--- start INPUT ---

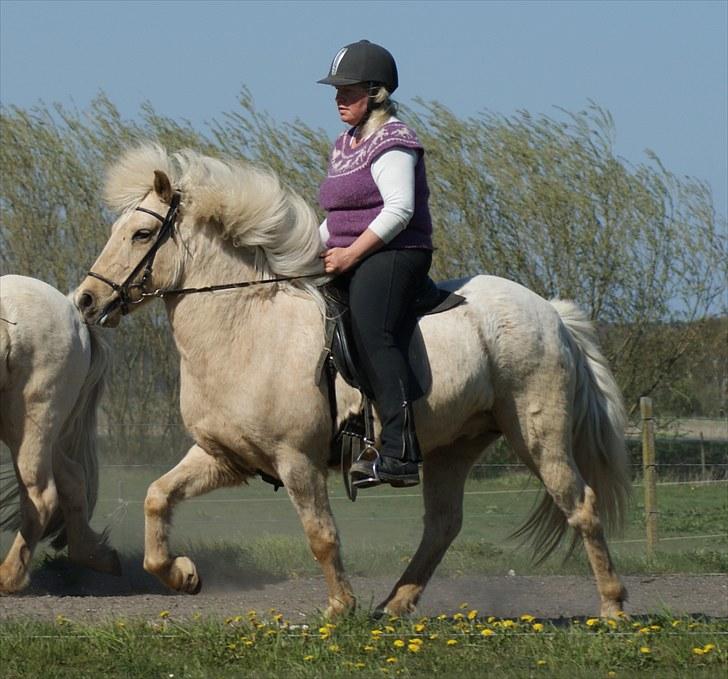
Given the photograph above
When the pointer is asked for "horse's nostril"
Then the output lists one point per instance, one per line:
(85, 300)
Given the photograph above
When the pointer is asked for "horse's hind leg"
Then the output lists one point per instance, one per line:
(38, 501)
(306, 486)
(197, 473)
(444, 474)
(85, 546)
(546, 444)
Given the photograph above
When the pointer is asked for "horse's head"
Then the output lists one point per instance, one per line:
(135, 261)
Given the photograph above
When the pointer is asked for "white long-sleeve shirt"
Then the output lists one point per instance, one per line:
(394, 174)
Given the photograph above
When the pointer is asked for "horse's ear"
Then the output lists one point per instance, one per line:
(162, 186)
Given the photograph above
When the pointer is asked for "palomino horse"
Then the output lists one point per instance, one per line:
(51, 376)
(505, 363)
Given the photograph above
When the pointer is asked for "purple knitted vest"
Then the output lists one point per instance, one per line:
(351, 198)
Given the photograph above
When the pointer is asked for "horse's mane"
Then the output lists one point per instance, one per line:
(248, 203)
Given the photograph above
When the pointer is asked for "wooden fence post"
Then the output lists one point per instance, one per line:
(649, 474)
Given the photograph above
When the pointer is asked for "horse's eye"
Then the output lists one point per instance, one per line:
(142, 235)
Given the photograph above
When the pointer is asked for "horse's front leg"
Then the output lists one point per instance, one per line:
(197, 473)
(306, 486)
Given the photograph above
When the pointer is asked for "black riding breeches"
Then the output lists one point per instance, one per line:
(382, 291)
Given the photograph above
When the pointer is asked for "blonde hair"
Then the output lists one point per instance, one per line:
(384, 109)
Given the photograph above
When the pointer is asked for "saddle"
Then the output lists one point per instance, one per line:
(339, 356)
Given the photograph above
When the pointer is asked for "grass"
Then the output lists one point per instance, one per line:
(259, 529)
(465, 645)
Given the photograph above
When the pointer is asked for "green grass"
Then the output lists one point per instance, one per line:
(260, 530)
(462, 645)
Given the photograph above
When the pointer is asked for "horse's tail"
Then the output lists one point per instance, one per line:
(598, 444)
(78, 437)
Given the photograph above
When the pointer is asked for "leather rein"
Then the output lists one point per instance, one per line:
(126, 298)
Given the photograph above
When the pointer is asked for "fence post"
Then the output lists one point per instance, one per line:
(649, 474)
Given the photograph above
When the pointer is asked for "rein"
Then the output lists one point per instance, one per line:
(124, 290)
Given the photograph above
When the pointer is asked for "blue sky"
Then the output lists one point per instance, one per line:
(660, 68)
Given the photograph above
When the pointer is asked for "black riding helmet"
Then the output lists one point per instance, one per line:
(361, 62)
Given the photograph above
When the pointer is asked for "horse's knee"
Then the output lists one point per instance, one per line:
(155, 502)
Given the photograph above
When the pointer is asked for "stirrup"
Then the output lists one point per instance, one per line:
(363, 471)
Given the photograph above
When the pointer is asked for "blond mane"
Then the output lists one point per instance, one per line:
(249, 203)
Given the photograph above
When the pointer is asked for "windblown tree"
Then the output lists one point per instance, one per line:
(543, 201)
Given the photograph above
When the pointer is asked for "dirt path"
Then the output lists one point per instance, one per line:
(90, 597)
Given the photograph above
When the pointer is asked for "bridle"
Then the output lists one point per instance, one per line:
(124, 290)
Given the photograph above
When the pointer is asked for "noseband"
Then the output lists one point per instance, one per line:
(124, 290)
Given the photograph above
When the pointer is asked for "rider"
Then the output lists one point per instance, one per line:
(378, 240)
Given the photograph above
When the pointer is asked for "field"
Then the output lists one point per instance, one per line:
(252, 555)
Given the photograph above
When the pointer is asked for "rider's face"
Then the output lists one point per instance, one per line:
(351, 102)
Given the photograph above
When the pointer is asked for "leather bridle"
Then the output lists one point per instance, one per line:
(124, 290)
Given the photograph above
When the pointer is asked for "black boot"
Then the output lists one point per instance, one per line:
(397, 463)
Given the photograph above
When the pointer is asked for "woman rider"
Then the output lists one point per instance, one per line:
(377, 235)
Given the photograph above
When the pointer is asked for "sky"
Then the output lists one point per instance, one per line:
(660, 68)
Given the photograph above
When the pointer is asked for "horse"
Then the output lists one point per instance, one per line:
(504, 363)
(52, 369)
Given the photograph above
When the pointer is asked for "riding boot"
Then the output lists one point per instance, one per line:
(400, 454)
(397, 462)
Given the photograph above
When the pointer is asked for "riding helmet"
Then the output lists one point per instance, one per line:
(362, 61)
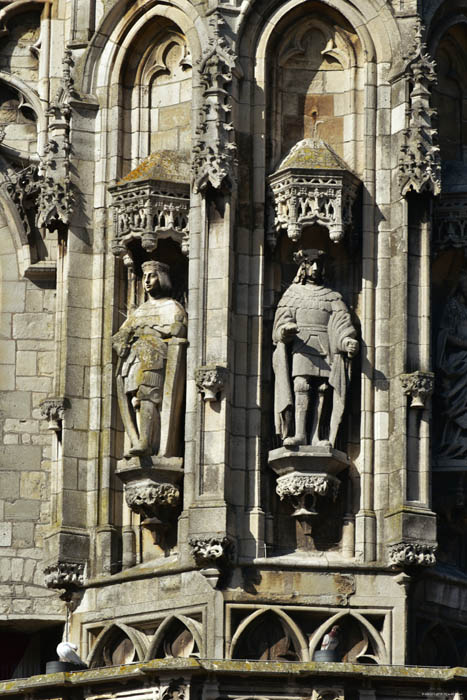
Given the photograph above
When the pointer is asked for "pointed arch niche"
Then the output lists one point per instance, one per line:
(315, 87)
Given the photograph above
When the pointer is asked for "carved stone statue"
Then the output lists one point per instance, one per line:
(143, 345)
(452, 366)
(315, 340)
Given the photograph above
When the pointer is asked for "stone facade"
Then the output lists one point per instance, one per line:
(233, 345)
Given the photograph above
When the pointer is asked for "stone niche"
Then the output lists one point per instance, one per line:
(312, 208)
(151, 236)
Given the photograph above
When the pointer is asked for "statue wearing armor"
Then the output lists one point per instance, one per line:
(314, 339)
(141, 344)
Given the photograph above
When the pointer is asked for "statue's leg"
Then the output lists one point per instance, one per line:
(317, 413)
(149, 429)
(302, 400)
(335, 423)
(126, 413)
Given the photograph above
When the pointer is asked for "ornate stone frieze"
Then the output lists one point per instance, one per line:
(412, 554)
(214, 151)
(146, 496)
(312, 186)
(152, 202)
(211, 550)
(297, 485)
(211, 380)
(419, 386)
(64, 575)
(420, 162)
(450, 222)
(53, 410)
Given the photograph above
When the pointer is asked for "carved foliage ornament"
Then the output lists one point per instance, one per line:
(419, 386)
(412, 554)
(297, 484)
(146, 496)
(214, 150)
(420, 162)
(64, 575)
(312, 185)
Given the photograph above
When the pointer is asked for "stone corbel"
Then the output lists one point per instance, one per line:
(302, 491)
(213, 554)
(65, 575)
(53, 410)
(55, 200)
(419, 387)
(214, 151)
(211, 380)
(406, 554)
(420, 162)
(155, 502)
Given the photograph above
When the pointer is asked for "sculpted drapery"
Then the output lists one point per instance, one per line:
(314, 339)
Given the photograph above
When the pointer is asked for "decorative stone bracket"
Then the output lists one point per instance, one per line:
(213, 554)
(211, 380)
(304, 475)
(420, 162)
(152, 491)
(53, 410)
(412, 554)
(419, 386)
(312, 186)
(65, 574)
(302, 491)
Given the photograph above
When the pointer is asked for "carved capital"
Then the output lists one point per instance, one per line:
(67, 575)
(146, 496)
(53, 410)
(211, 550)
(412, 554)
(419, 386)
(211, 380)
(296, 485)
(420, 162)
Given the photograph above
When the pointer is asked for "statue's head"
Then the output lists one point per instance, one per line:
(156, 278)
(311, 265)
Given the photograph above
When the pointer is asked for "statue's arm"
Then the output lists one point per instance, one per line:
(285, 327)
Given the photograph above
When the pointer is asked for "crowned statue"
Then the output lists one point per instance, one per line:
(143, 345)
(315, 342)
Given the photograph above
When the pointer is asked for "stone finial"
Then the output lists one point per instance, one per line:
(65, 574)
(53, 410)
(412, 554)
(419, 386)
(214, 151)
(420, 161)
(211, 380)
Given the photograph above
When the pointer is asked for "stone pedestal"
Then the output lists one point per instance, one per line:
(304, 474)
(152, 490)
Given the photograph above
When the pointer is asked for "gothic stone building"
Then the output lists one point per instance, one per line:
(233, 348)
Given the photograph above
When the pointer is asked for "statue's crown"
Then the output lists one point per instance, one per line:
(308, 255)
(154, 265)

--- end INPUT ---

AIM OF THE EXERCISE:
Return to the listing above and set it down exactly, leaving out its pictures.

TASK ANSWER:
Given the photograph above
When the pointer is asked for "horse's nostril"
Then the output lists one point per instance, one per line:
(85, 300)
Given the photograph above
When the pointer is asked for "horse's hind leg"
Then the output lists one point per instance, one per line:
(38, 501)
(306, 486)
(197, 473)
(444, 474)
(85, 546)
(546, 444)
Given the photograph above
When the pointer is asked for "horse's head"
Then the output lists one point per instance, one per line:
(135, 261)
Given the photograph above
When the pointer is asked for "white long-sleeve shirt"
Then the output lists one point per instance, one per line:
(394, 174)
Given the photograph above
When the pointer is asked for "horse's ear"
Then the output lists one point per instance, one per line:
(162, 186)
Given the photograph above
When the pointer is asked for "palomino horse"
Then the output lists one point per instance, one per line:
(51, 376)
(505, 363)
Given the photograph above
When the pointer is asked for "purple knitted vest"
Then the output lists one point per instance, one per line:
(351, 198)
Given the photograph above
When the pointer is asked for "horse's mane"
Then the output lists one point per instance, one per line:
(248, 203)
Given the photograph above
When the pointer is asked for "wooden fence post"
Then the output lists one point per instance, one per line:
(649, 474)
Given the photograph above
When the pointer is asked for "horse's eye"
Then the output lists one point per instance, one per line:
(142, 235)
Given the photograph above
When the pointer is asked for "horse's front leg"
Then the output lists one point per instance, one per line:
(197, 473)
(306, 486)
Given the photograph above
When the pointer is asked for "black riding breeches"
Then the output lists one point per instance, one per line:
(382, 291)
Given the photograph above
When the pointer is asked for "blonde hair"
Then the output lists one point per instance, one per line:
(384, 109)
Given the photograph above
When the pointer is asked for "saddle"
Then the output lists one point per instance, one per line:
(339, 356)
Given the photograph above
When the pointer is asked for "grass"
Then the output lists one point per instance, one per line:
(259, 529)
(465, 645)
Given the photograph above
When the pointer is asked for "green grass"
Then the output lists one point per instance, one per line:
(260, 530)
(462, 645)
Given the photograph above
When the pointer is asked for "horse's tail"
Then the output lists one point per instance, one per line:
(598, 444)
(78, 437)
Given the photograph above
When the pointer is asked for "leather rein"
Then the output lists one point per instance, one per line:
(126, 298)
Given the photograph above
When the pointer is asked for "fence post"
Then the output lists one point per instance, one per line:
(649, 474)
Given the photograph above
When the pointer is asked for "rein"
Then the output lists one point per instance, one per line:
(124, 290)
Given the photograph above
When the pointer is asked for "blue sky"
Then the output lists one point per instance, one per line:
(660, 68)
Given the photograph above
When the pointer is asked for "black riding helmet"
Then the output lists one point per instance, one per line:
(361, 62)
Given the photograph above
When the pointer is asked for "horse's knee"
Then the output lists one point per instance, one per line:
(155, 502)
Given the photograph above
When the pointer is asked for "stirrup"
Then the output lists one point per instance, one per line:
(363, 471)
Given the photograph above
When the pointer is asked for "blond mane"
Then the output lists one point per instance, one per line:
(249, 203)
Given the photograph above
When the pointer is asked for "windblown tree"
Then the output lists one point per instance, one per line:
(543, 201)
Given the photograph above
When the pointer is asked for "dirt path"
Then the output lists one point per instance, one per line:
(90, 597)
Given the photograph above
When the pointer is asked for "bridle"
Then the output lists one point per instance, one per line:
(124, 290)
Given the photograph above
When the pointer is asked for "noseband"
Then the output lists one point per instance, one per line:
(124, 290)
Given the photograph above
When the pointer is asked for "rider"
Then the output lists one point per instance, one per line:
(378, 240)
Given the photograph above
When the pointer is asked for "field"
Then the output lists one point per instance, one per line:
(252, 555)
Given the photograph above
When the pointer is asked for "rider's face"
Then the output lists one point per instance, one per line:
(351, 102)
Given the photograph above
When the pointer is asked for "leather bridle"
Then the output lists one point per instance, one per line:
(124, 290)
Given the photograph above
When the pointer is asked for "black boot"
Then the output lists one point per instance, one per line:
(397, 463)
Given the photograph above
When the pointer is asked for "woman rider"
Then the output lists one point per instance, one per line:
(377, 235)
Given the photograph above
When the pointer is asked for "sky"
Then the output lists one point per instance, one per line:
(660, 68)
Given the photograph above
When the pointer is asked for "horse"
Then the output lists one point per instance, one per line:
(504, 363)
(52, 369)
Given the photograph above
When the pointer is asked for "riding boot"
Then the output lists one point per instance, one per line:
(400, 454)
(397, 462)
Given the photograph above
When the pointer is asked for "riding helmet"
Then the output lists one point per instance, one per line:
(362, 61)
Given the photograph above
When the pointer is asked for "pointed arch niche"
Then the output lists one point per instance, one per line:
(315, 87)
Given the photograph above
When the pointer is asked for "carved stone statue"
Then the output lists one point per instance, one per line:
(143, 345)
(452, 366)
(315, 340)
Given the photograph above
When the pointer is asked for "stone facade"
Then the output lists one point per instance, one per line:
(233, 345)
Given the photograph above
When the pointer is asked for "stone niche"
Then the output lists one point per instance, one per line:
(312, 208)
(151, 236)
Given the photograph above
When the pointer is asked for "statue wearing armor"
Then the output lists one point per instance, one per line:
(314, 339)
(141, 344)
Given the photograph above
When the pointer is asked for "statue's leg"
Then the output lists one point per instance, one per line:
(317, 413)
(149, 429)
(302, 400)
(335, 423)
(126, 413)
Given the photograph above
When the pointer is asked for "ornate stone frieze"
Then the output lists one point per instance, one per line:
(412, 554)
(214, 151)
(146, 496)
(312, 186)
(152, 202)
(211, 550)
(297, 485)
(211, 380)
(419, 386)
(64, 575)
(420, 162)
(450, 222)
(53, 410)
Given the photograph above
When the pointer is asked for "carved foliage ornament"
Then the output lists one point per instance, one per line:
(419, 386)
(412, 554)
(297, 484)
(146, 496)
(214, 150)
(420, 162)
(64, 575)
(312, 185)
Given the photograph above
When the pointer is asked for "stone corbel"
Then the output lists one point per instance, one per line:
(302, 491)
(213, 554)
(65, 575)
(53, 410)
(55, 200)
(419, 387)
(214, 151)
(211, 380)
(406, 554)
(420, 162)
(155, 502)
Given the photograph above
When the pointer is asked for "sculpted drapery"
Then the output lists one point per instance, one per line:
(314, 339)
Given the photograph above
When the pointer is asked for "decorative stone bracket"
Then the output lists one point per instance, one per line:
(213, 554)
(211, 380)
(304, 475)
(420, 162)
(152, 491)
(53, 410)
(412, 554)
(419, 386)
(312, 186)
(65, 574)
(302, 491)
Given the photograph above
When the pointer is asked for "carved capital"
Then the output lists one point per instance, one per line:
(67, 575)
(146, 496)
(53, 410)
(211, 550)
(412, 554)
(419, 386)
(211, 380)
(296, 485)
(420, 162)
Given the photograph above
When the pointer is asked for "statue's head"
Then the output lists one point per instance, one per line:
(156, 278)
(311, 265)
Given the photograph above
When the pointer is asked for "statue's arm"
Then the output lists one point per instance, one per line:
(285, 327)
Given the photograph above
When the pointer is asked for "crowned statue"
Then the output lists one point per instance, one per line:
(143, 345)
(315, 342)
Given the photograph above
When the pointer is asked for "stone finial"
Then the output lists one point per instance, one per line:
(65, 574)
(53, 410)
(412, 554)
(419, 386)
(214, 151)
(420, 161)
(211, 380)
Given the photograph above
When the pointer is asked for "stone pedestal"
Then the output lists one point per instance, one per line:
(304, 474)
(152, 490)
Given the photograph above
When the pointer is asked for "gothic stone building"
Then the output lists one point per instance, one per line:
(233, 348)
Given the photograph above
When the pointer is asked for "statue's crown"
Then the output lists one point per instance, one per line:
(308, 255)
(154, 265)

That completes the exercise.